● **SET TASK**
Please copy the rows below, swapping every "top-left and bottom-right" for "upper-left and lower-right" and leaving all else unchanged.

— Begin TASK DATA —

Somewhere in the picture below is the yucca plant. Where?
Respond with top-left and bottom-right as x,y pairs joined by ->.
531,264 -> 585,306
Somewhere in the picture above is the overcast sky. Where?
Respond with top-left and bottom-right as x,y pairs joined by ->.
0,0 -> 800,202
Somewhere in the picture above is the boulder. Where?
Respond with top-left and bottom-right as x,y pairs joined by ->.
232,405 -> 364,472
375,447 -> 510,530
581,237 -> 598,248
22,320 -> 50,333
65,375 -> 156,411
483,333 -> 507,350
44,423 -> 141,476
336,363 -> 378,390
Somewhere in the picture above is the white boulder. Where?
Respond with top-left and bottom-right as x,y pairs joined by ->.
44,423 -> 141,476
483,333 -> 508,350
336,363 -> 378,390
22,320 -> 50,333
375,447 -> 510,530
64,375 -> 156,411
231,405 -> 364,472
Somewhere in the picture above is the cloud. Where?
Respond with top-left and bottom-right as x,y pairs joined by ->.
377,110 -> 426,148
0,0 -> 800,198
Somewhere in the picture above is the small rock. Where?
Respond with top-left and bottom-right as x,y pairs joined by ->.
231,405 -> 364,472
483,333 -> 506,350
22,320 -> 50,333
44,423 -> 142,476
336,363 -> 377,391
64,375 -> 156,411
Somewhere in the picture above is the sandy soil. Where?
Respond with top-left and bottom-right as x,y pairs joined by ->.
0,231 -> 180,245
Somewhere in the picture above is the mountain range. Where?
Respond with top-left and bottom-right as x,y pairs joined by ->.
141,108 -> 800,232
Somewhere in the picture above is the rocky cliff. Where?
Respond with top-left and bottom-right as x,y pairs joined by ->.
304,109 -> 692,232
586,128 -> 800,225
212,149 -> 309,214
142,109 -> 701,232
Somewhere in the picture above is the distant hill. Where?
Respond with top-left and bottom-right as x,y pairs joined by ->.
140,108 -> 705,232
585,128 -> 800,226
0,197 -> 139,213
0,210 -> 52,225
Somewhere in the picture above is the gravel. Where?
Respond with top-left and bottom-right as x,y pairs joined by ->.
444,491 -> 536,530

— End TASK DATA —

● **THE REPLY**
Somewhere in the picture below is the yucca plant. Where?
Respond with upper-left and lower-right as x,y pairs joined by ->.
531,264 -> 585,306
Somewhere in the picture above is the overcast sky. Where?
Respond with upper-left and lower-right as x,y pairs joined by ->.
0,0 -> 800,202
Somewhere in the picture above is the boulder. Where?
Respond with upper-left and lower-right as x,y pairs joined by ->.
232,405 -> 364,472
375,447 -> 510,530
581,237 -> 598,248
22,320 -> 50,333
65,375 -> 156,411
483,333 -> 507,350
44,423 -> 141,476
336,363 -> 378,390
Somewhere in the picture above is the white boulder. Where?
Respond with upper-left and lower-right as x,y pairs joined by ->.
44,423 -> 141,476
483,333 -> 508,350
336,363 -> 378,390
22,320 -> 50,333
375,447 -> 510,530
64,375 -> 156,411
231,405 -> 364,472
Somewhere in the picture above is the cloud. Where?
Respond with upper-left and lower-right as x,y pairs joined by ->.
377,110 -> 426,148
0,0 -> 800,198
Somewhere in the picture above is the small rock. Where?
Respond with upper-left and lower-right as x,y pairs joined by ->.
231,405 -> 364,472
483,333 -> 506,350
22,320 -> 50,333
44,423 -> 142,476
336,363 -> 377,391
64,375 -> 156,411
Somewhere in the picture above is the sandy soil. Where?
Respond with upper-left and lower-right as x,y pairs joined by ->.
0,231 -> 180,245
Somewhere in the picture above is the mountain range. Where?
Respond with upper-left and lower-right as x,y pairs joined by ->.
141,108 -> 800,232
Somewhere in the picture above is the rocky cliff. Where?
Respond with upper-left and lower-right as x,y pairs joined by ->.
304,109 -> 692,232
586,128 -> 800,225
212,149 -> 309,214
142,109 -> 701,232
Somewhere in the picture above is the distant hill. Where?
Respond with upper-left and lower-right as x,y pairs joined by ->.
140,108 -> 705,232
585,128 -> 800,226
0,197 -> 139,213
0,210 -> 52,225
Somewhere in the picture above is the gravel. Where?
Respond with upper-left and lower-right as x,y pairs joined by ->.
444,491 -> 536,530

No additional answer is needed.